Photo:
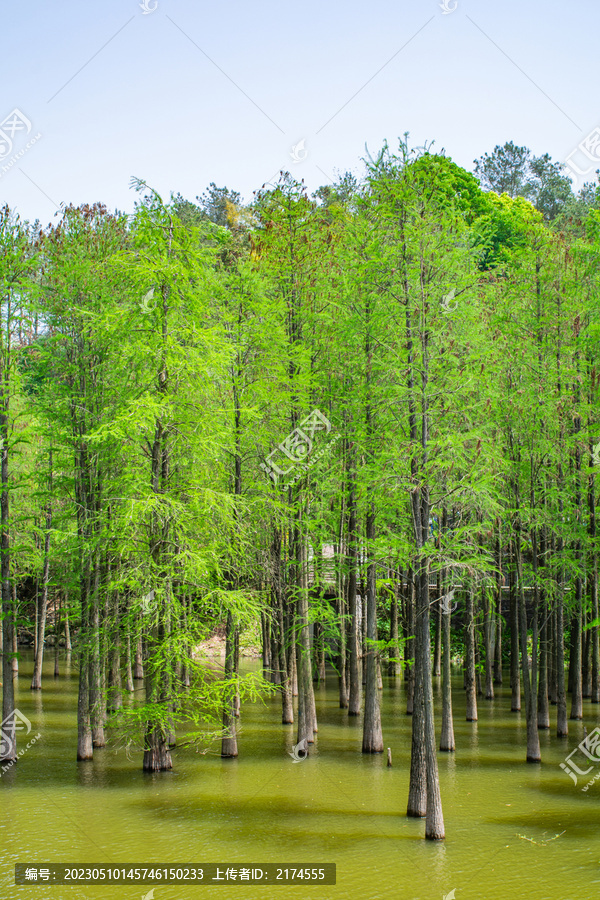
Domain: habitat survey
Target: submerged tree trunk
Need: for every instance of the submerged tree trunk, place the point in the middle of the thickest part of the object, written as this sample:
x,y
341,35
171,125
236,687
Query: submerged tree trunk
x,y
394,668
470,682
85,749
447,736
515,677
8,740
229,740
354,666
372,734
409,646
529,677
36,681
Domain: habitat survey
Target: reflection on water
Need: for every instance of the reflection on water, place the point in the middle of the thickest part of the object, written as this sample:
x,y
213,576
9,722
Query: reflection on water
x,y
336,806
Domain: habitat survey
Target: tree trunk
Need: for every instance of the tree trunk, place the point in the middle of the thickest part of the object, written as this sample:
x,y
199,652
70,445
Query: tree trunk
x,y
354,668
470,681
372,735
447,736
394,668
515,677
229,740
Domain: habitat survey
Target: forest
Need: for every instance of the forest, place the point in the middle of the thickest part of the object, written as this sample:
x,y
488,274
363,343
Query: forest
x,y
357,429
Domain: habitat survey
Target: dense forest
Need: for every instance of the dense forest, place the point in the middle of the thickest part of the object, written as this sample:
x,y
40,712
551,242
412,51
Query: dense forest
x,y
359,428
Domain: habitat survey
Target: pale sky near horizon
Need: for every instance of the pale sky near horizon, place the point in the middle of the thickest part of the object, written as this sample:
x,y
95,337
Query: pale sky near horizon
x,y
188,93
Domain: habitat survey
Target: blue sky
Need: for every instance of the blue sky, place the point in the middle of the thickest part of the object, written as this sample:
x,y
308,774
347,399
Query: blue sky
x,y
192,93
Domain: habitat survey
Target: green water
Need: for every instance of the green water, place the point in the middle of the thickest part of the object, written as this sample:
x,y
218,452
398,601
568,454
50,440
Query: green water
x,y
336,806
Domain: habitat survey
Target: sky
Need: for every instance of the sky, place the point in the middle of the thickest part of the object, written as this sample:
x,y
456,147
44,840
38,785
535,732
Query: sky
x,y
182,94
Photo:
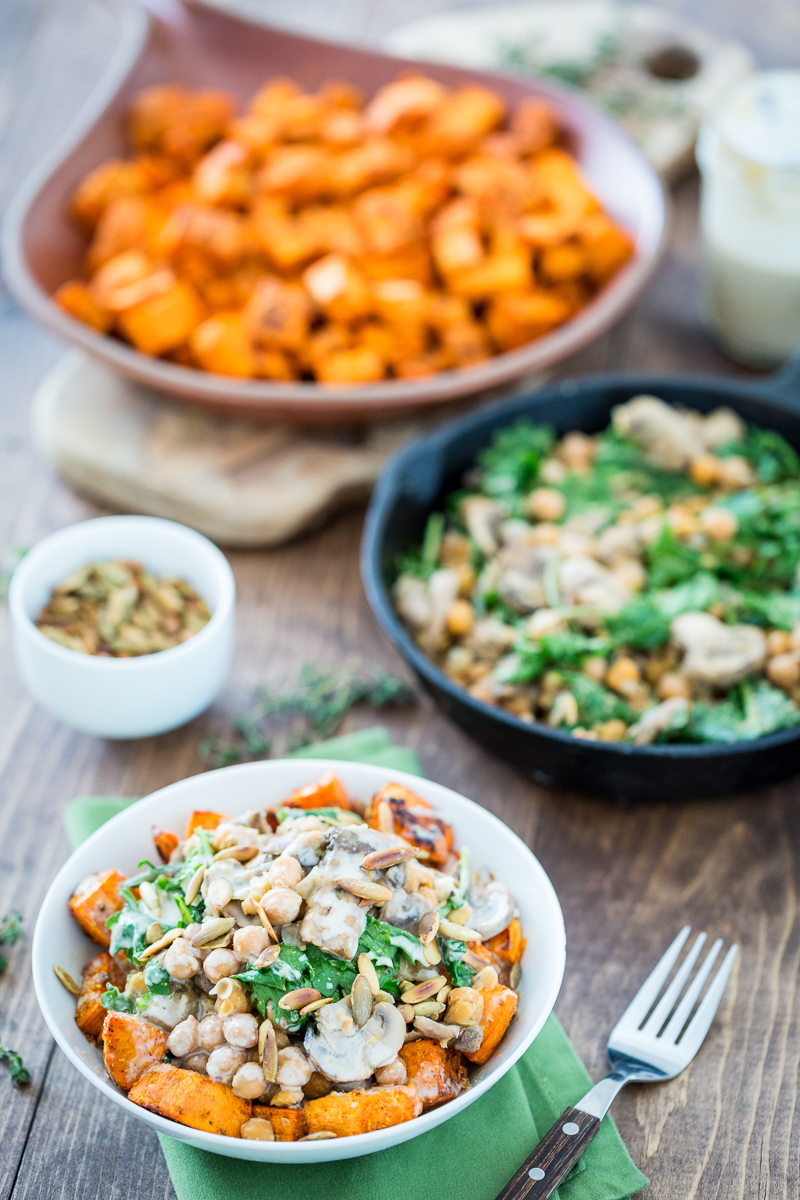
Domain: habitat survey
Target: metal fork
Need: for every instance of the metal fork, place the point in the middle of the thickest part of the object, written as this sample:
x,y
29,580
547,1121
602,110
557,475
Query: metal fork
x,y
638,1051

• • • • •

§ Exercise requirements
Read the entries and select each line where the word "Target" is found.

§ Answer section
Target: submerged tree trunk
Target: reflection on water
Target: tree trunk
Target: forest
Target: dense forest
Target: pale sky near horizon
Target: blue sky
Target: green water
Target: sky
Target: metal fork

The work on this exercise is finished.